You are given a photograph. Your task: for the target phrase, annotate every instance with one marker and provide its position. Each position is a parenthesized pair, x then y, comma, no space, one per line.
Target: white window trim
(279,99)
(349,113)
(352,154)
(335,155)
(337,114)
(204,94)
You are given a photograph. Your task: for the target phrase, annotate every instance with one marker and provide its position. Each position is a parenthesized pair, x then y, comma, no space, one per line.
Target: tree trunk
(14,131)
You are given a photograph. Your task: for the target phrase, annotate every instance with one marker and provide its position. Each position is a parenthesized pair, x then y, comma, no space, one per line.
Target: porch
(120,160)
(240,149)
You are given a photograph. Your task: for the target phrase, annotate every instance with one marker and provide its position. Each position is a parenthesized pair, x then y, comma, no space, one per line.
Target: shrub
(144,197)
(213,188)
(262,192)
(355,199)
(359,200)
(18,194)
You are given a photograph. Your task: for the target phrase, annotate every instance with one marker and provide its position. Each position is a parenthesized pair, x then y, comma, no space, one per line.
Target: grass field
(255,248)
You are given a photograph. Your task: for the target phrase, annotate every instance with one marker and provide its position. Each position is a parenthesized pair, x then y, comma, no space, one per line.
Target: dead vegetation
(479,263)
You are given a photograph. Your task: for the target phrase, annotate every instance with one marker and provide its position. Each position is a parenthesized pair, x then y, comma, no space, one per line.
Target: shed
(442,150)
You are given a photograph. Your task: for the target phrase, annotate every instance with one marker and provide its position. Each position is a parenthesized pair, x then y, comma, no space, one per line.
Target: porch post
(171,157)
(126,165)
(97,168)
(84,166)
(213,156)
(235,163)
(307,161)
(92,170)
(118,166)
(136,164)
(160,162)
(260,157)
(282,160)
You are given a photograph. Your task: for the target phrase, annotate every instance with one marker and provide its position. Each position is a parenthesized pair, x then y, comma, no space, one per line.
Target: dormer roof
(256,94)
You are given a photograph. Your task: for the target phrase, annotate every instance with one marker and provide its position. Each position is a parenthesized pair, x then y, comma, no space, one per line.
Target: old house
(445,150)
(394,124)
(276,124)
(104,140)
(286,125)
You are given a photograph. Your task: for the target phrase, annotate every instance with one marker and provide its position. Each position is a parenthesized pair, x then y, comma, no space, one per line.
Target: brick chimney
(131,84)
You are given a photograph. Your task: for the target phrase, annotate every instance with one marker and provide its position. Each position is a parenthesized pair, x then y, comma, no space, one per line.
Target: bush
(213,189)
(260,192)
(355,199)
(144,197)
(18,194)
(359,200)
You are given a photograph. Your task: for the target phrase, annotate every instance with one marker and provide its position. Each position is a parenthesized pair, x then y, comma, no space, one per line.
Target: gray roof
━━━━━━
● Exercise description
Starting at the line with "Target: brick chimney", copy every line down to the last one above, exactly as written and with nothing else.

● Response area
Target: brick chimney
(131,84)
You are given a photograph. Your task: for the target phrase, annotate every instance with one marker and provide its position. Each position is a parenthesized pair, x then y, comma, no space, one per line.
Target: bush
(213,189)
(260,192)
(355,199)
(144,197)
(18,194)
(359,200)
You are given a photograph. Your task: for the target phrase, annotate every instance with one marker and provide its position. Each position is a parenthesized pair, x then y, comma, no space, one per line.
Target: gray roof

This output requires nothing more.